## Instructions to follow
Output nothing but the lines from the line with "Reviewer note: confirm that every instance of the muddy" through the end of the listing below, both ends included.

═════ Stored records ═════

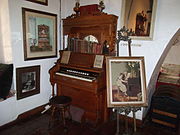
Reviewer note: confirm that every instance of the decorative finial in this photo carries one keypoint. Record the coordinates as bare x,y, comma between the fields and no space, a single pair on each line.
101,5
77,6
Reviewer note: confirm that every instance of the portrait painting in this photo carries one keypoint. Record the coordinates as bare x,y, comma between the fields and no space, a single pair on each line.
125,81
39,34
27,81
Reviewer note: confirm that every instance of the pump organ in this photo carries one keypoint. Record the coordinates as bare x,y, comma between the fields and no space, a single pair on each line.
77,77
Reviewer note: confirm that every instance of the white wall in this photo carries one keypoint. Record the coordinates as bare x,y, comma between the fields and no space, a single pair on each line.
5,40
167,22
11,108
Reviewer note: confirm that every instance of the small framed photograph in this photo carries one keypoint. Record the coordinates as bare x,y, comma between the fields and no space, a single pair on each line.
43,2
27,81
126,82
98,62
39,34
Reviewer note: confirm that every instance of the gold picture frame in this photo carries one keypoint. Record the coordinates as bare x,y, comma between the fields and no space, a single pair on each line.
39,34
27,81
139,15
126,82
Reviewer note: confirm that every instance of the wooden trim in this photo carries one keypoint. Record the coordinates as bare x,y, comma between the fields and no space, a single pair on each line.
24,116
164,123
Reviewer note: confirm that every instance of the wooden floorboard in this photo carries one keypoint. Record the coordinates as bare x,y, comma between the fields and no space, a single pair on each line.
38,125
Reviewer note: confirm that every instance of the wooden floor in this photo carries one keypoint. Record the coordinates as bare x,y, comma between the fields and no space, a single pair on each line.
38,125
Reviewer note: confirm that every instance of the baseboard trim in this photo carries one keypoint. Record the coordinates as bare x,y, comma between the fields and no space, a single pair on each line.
24,116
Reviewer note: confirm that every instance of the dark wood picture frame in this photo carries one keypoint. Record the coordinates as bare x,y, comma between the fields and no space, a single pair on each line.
43,2
126,81
27,81
39,34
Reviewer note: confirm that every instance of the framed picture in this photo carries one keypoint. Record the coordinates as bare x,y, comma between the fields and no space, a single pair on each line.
139,16
27,81
43,2
39,34
98,62
126,84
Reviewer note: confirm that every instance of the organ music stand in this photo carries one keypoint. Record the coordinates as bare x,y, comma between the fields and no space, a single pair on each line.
123,35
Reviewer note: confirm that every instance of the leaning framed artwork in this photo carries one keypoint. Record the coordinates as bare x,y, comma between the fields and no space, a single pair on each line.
139,16
43,2
126,82
39,34
27,81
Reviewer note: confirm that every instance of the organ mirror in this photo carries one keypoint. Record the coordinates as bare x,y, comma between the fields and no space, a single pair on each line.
139,16
95,25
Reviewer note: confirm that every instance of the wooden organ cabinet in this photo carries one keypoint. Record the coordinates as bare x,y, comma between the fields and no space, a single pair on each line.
75,74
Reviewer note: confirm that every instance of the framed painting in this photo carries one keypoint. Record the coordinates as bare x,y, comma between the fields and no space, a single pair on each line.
43,2
139,16
39,34
126,83
27,81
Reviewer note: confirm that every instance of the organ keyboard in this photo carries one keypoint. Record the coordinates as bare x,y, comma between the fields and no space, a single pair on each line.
77,74
85,84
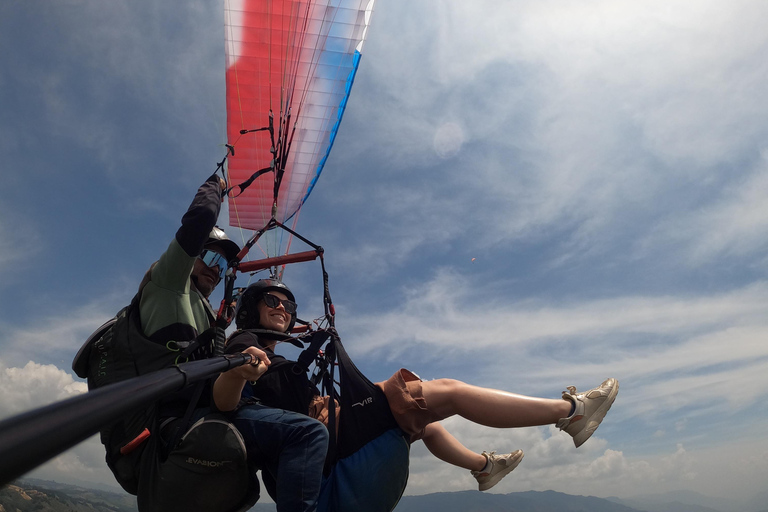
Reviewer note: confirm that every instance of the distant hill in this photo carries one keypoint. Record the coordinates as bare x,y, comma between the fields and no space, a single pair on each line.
43,496
27,497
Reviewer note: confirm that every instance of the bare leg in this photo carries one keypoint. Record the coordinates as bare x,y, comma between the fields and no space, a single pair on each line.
448,449
491,407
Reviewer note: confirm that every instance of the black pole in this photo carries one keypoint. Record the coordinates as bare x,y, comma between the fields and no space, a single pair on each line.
31,438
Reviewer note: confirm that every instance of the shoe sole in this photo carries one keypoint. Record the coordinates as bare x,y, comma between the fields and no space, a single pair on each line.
597,417
501,474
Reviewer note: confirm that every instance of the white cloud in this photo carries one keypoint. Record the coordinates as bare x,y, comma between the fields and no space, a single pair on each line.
35,385
57,337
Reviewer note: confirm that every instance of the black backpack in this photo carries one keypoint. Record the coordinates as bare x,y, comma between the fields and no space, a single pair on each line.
205,469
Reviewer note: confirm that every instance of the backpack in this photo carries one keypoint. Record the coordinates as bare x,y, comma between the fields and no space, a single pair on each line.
206,468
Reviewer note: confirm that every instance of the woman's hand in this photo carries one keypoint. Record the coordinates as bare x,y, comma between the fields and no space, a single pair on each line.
229,385
256,368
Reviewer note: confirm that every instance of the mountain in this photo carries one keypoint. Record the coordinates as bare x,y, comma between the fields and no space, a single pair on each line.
529,501
27,497
30,495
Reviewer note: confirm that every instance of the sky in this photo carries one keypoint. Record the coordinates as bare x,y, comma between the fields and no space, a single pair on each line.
522,195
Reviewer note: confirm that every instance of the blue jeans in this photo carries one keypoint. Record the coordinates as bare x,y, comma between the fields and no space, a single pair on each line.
292,447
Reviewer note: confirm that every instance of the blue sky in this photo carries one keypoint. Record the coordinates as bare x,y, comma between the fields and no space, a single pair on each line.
603,162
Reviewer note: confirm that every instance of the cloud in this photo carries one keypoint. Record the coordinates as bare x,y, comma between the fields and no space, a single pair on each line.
581,122
56,338
34,385
551,462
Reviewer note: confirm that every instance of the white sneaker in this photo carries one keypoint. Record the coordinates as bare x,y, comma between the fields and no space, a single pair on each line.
500,466
591,407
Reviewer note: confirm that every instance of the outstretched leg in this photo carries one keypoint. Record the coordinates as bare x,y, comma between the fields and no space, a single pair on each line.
487,468
491,407
579,414
447,448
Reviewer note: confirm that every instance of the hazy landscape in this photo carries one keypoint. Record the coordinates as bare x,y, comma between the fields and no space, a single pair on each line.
40,495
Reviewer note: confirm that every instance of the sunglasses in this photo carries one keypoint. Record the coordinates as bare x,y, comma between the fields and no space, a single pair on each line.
214,259
272,302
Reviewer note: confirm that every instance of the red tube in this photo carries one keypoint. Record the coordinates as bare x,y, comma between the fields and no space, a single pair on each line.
252,266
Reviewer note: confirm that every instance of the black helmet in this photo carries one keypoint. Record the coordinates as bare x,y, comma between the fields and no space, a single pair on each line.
246,314
218,238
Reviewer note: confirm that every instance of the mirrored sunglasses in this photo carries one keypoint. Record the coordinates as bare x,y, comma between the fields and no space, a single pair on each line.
214,259
272,302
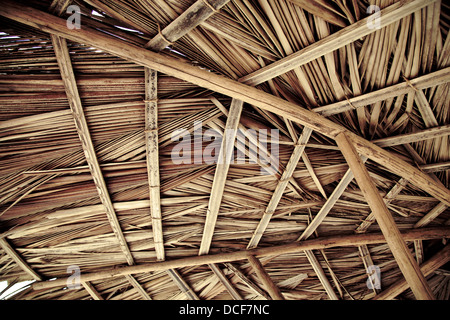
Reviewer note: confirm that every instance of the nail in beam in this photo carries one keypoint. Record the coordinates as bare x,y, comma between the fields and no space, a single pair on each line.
400,251
353,240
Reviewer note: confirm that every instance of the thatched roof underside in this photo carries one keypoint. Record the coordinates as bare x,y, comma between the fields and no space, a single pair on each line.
56,211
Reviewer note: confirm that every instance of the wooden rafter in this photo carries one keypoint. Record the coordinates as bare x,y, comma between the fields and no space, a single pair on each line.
223,164
67,74
398,247
337,40
313,244
198,12
264,277
435,262
171,66
152,151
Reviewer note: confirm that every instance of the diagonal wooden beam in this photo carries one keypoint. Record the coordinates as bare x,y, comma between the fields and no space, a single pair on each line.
184,287
223,164
263,276
152,157
198,12
171,66
4,244
65,66
435,262
279,189
398,247
352,240
339,39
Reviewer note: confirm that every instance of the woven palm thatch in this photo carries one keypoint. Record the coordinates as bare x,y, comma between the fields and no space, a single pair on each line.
349,98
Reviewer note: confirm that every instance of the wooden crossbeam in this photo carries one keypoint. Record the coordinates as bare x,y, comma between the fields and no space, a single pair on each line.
339,39
435,262
173,67
264,277
279,189
223,164
353,240
398,247
198,12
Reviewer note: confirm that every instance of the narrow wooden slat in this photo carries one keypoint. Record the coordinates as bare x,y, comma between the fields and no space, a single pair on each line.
321,274
220,176
184,287
319,243
198,12
174,67
138,287
271,287
18,259
92,291
339,39
65,66
279,189
226,283
398,247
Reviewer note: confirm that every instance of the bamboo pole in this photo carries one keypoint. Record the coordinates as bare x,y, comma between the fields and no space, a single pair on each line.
353,240
398,247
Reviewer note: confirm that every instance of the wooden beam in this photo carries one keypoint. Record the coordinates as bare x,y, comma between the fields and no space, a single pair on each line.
184,287
173,67
337,40
321,274
237,272
68,77
152,156
420,135
271,287
220,177
352,240
198,12
398,247
18,259
435,262
281,186
224,280
92,291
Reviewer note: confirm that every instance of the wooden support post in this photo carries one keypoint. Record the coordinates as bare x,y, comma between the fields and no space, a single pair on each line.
353,240
398,247
271,287
173,67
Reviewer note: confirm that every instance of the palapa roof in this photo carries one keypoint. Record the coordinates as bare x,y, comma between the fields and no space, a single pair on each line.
89,183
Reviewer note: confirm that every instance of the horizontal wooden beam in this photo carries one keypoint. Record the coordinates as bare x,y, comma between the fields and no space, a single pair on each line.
337,40
352,240
198,12
435,262
396,244
174,67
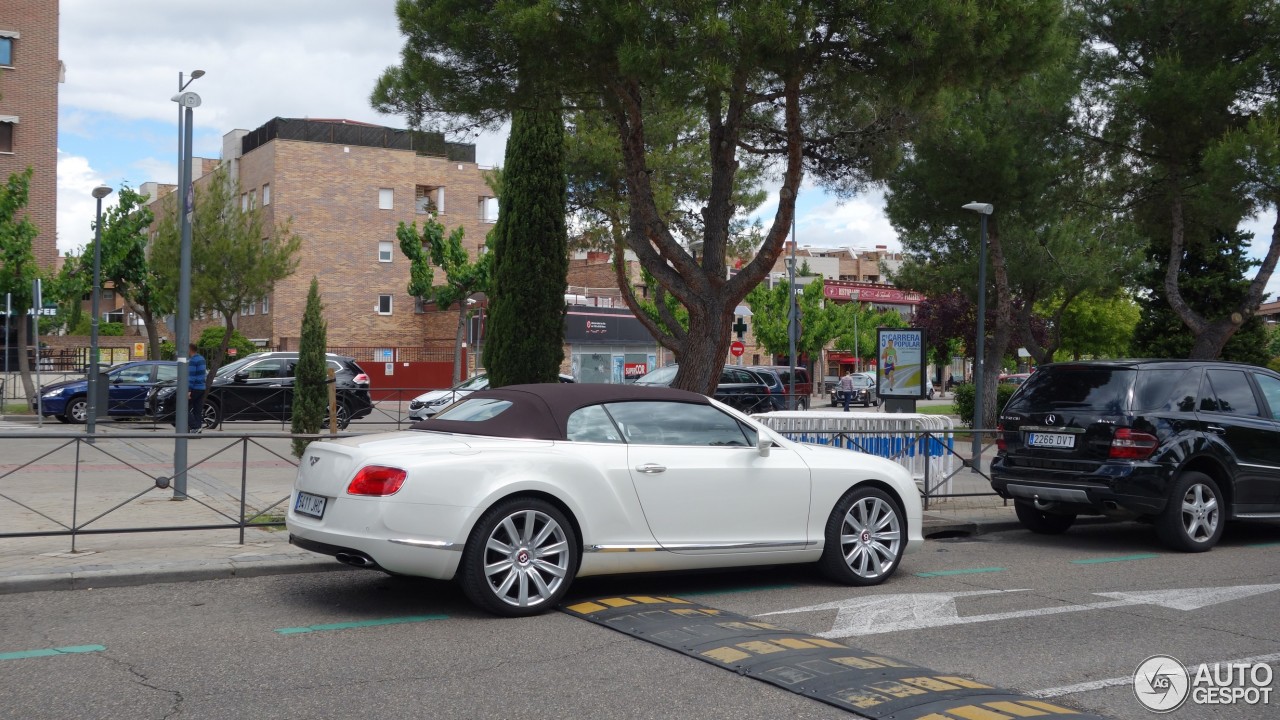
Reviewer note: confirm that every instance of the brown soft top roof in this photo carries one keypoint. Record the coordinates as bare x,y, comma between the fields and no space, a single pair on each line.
540,411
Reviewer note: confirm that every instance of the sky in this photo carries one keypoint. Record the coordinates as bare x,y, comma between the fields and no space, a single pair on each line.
292,59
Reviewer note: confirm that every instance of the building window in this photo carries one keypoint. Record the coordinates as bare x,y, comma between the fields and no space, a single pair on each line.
488,209
429,200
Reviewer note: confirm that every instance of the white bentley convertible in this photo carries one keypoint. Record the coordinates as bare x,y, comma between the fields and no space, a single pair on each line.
516,491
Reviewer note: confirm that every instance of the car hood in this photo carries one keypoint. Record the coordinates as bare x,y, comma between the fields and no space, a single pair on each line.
440,395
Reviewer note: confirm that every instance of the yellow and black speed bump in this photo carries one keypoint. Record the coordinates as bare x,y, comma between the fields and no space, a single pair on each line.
856,680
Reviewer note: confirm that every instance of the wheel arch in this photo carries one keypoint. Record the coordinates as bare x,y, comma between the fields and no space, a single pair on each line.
533,495
1217,472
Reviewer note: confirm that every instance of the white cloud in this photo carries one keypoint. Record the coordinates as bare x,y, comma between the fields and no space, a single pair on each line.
76,203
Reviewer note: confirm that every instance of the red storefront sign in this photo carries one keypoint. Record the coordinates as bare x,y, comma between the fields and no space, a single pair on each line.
869,292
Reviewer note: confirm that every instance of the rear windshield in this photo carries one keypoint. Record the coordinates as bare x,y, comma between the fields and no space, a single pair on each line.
1100,390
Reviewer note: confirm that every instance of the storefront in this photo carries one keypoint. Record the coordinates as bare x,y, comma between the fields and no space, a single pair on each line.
609,345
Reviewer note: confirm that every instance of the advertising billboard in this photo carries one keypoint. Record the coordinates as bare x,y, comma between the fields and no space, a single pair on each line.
900,369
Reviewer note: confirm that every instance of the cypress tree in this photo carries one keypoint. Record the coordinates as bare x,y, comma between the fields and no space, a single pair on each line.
525,335
310,377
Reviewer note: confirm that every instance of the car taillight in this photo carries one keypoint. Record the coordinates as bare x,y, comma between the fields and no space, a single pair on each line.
1132,445
376,481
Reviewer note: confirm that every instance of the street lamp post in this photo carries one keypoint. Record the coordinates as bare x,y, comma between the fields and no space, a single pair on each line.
182,331
983,209
91,422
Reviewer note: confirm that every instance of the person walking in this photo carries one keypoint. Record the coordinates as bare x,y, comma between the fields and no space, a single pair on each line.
196,372
846,387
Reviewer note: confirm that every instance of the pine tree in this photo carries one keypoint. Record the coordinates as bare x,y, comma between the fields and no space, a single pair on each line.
525,332
310,377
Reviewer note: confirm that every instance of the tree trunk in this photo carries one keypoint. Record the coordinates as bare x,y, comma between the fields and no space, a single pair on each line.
457,341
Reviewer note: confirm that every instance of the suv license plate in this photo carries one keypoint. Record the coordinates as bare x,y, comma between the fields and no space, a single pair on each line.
310,505
1051,440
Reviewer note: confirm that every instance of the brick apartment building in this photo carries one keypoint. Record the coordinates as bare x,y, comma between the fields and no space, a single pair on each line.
30,72
344,187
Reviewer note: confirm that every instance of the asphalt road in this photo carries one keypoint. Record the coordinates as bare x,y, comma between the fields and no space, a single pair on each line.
1063,618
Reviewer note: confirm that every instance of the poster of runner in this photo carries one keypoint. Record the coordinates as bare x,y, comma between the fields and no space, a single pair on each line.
900,363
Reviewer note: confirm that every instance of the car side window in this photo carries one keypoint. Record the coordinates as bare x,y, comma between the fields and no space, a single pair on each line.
266,369
592,424
677,423
1228,391
138,374
1271,392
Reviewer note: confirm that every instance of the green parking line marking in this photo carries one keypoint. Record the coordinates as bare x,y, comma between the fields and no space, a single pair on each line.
360,624
753,588
1120,559
50,651
967,572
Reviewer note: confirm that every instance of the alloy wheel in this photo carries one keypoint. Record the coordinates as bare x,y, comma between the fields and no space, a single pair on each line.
526,559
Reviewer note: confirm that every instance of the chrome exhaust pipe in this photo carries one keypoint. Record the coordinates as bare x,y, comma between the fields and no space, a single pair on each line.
355,560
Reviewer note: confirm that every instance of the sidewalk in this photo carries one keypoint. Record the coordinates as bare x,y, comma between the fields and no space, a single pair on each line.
136,559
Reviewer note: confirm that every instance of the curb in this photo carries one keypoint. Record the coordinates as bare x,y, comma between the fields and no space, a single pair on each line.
174,573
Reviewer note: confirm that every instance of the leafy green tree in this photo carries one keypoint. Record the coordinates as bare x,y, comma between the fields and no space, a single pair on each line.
1212,277
213,338
310,376
1191,126
1100,327
827,86
462,277
236,258
18,267
126,263
525,332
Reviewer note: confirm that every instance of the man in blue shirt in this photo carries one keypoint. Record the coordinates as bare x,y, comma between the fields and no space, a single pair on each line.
196,372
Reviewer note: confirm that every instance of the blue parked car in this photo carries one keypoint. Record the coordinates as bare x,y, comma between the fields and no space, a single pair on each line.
127,392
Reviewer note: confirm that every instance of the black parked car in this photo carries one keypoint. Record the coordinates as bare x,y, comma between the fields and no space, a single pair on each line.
260,387
1185,445
739,387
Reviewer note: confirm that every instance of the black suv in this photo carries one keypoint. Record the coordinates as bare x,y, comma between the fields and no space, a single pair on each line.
260,387
1185,445
739,387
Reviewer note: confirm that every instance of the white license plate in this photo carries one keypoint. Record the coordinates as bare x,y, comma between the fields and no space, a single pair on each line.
1051,440
310,505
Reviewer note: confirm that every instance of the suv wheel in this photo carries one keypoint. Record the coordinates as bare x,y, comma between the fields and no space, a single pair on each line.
1192,520
1041,522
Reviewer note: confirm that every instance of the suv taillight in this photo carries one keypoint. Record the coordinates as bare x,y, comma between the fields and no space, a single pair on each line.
1132,445
378,481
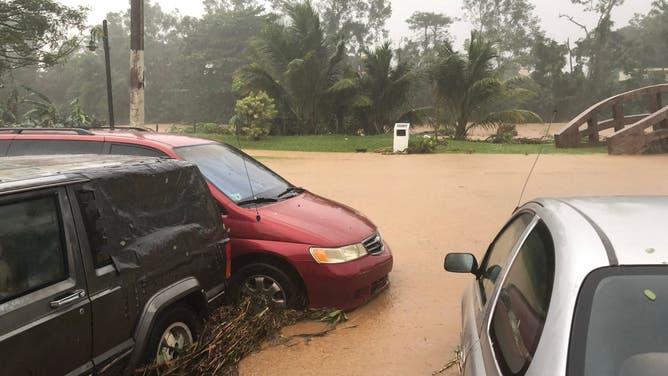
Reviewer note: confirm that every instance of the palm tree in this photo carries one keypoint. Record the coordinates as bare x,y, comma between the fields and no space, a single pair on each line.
467,85
295,65
386,85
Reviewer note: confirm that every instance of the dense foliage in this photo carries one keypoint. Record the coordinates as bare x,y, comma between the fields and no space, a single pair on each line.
326,65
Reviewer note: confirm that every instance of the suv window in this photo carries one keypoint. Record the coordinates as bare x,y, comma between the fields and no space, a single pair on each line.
41,147
127,149
31,246
96,238
498,252
521,309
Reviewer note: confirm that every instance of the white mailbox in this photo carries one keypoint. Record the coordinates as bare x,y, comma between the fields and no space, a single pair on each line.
401,135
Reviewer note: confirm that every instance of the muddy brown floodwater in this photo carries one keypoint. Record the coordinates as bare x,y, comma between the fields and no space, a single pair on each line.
425,206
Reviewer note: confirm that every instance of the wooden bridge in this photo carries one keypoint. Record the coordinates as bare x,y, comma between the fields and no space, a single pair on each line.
633,134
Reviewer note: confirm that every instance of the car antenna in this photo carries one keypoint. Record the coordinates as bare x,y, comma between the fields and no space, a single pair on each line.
535,162
250,183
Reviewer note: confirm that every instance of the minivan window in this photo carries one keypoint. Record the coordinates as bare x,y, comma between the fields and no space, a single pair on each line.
498,252
42,147
224,167
521,308
619,323
4,145
127,149
31,247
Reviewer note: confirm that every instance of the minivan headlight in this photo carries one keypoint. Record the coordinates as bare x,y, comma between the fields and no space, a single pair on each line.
337,255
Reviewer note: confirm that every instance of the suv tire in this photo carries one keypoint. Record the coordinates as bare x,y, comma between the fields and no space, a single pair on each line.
175,331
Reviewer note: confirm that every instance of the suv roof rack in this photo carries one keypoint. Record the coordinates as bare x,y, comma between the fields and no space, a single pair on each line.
138,129
80,131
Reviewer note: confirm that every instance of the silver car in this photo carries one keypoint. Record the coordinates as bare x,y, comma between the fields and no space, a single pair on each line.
570,287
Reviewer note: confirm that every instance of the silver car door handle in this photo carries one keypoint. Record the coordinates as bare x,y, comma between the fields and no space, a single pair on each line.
78,294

═════

## Answer
Reviewer note: confirm that every instance of the muddy brown floodwater in this photo carries one keypoint. Record the coordinates as bare x,y, comma between the fields and no space, a single pair on each line.
425,206
Reviewer note: confirm that every instance of the wooden bridge in this photo carries one keypoint. Record the coordinates as bare x,y, comma between the fields and no space, a single pair on each line.
633,134
Reviewer note: confirm that every instance of the car antenna in this photo carries one keypoint. Record the coordinates as bare x,y, comma between the fields and no space, a single pair on each line.
535,162
250,183
Reviewer note: confirm that every instance of the minivan window in this photo carries one keypoint. Record the coordinates as bare x,y, comma between the fields and no space, a single pair on each line.
498,252
42,147
224,167
521,308
619,323
4,145
127,149
31,247
Reviewer note: confirm that every instance of the minivan headlight in this photo carries one keypoint. Record the coordinates as bare x,y, comma between the fields and no space, a single pair on each line.
337,255
Reviewer note: confirm that every instance of the suv tire in this photo carries one keypoint. Record the coordinates as bare x,y, comma between the fields and no space, a single pair on each line.
175,331
Reviewer note: confirm that every instance of the suv roof rack in this photo carries one keypoint. Record the coordinates as bare x,y, comma between the fields and no space, a single pair on each line.
138,129
80,131
Reviewer note: confirm that every instance of the silver car in this photo carries one keypoint. Record the coordinates as bare x,y, comma between the fields and no space, a single pair on each line.
570,287
Reviewer note: confirm that every instance of the silver car door handle in this photo carries one keypoint. Record the coordinates as bare x,y, comma between the fields and no space, a single pair on each line.
78,294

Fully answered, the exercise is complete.